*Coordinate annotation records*
-- begin --

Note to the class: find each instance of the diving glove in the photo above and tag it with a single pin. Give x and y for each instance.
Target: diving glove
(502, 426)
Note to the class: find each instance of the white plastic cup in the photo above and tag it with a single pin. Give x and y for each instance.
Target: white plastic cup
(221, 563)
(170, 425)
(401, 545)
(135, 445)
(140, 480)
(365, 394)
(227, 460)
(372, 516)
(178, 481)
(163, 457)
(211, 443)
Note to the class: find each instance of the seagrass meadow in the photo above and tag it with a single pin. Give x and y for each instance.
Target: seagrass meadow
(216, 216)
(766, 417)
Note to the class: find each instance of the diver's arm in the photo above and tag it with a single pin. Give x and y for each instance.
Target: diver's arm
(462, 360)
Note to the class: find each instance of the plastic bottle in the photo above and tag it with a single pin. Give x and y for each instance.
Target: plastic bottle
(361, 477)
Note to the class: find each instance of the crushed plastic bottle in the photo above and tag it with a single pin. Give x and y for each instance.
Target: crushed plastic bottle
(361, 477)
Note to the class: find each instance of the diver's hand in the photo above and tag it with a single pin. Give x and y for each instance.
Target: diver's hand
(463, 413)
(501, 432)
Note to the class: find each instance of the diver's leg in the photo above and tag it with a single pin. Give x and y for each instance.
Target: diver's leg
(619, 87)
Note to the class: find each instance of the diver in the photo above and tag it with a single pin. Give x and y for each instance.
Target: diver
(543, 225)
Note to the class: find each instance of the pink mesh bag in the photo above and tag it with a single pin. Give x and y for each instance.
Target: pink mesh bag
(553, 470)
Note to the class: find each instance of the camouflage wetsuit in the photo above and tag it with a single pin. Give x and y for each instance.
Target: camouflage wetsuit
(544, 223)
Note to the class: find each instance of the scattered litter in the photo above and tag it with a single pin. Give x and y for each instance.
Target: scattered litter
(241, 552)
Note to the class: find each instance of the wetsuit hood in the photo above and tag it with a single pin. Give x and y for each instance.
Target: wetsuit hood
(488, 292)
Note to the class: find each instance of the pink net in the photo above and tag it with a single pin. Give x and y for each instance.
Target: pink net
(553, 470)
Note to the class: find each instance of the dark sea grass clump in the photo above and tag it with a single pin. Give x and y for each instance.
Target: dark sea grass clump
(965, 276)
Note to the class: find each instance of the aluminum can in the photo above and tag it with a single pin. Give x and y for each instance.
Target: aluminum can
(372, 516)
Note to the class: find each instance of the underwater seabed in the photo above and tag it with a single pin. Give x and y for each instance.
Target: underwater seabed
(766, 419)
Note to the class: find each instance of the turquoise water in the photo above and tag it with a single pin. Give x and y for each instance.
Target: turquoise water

-- end --

*REQUIRED WORK*
Rewrite the records from the line containing "Note to the class: find each instance of the dark" through the end, keeping every line, and add 72 to each coordinate in the answers.

*IN RESPONSE*
Note to the class: find each instance of the dark sea grass clump in the photo above and tag it with a single pin. Give x and y for each instance.
Target: dark sea grass clump
(1037, 348)
Note to the class: find each instance of the aluminum can in the photo above and tag it with a single pin. Give x and y for each instance.
Target: aluminum can
(444, 588)
Note to the class: find each instance of the underwater seabed in the photo above and tag it with a single pin. Give x and y for each instance.
Target: underwater seabed
(838, 491)
Note to the class: find each instance of the turquoise water in the photo above and tag it with a single pin. Give x and y for each instance.
Target: turquoise water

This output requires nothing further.